_Assigned task_. Could you copy, word for word, only the lines from the one containing "Drop a point on each instance of the car door" through the last line of the records below, both included?

-------

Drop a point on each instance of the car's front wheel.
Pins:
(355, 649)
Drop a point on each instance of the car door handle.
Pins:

-------

_Completed task_.
Drop a point on each instance of the car door handle.
Pins:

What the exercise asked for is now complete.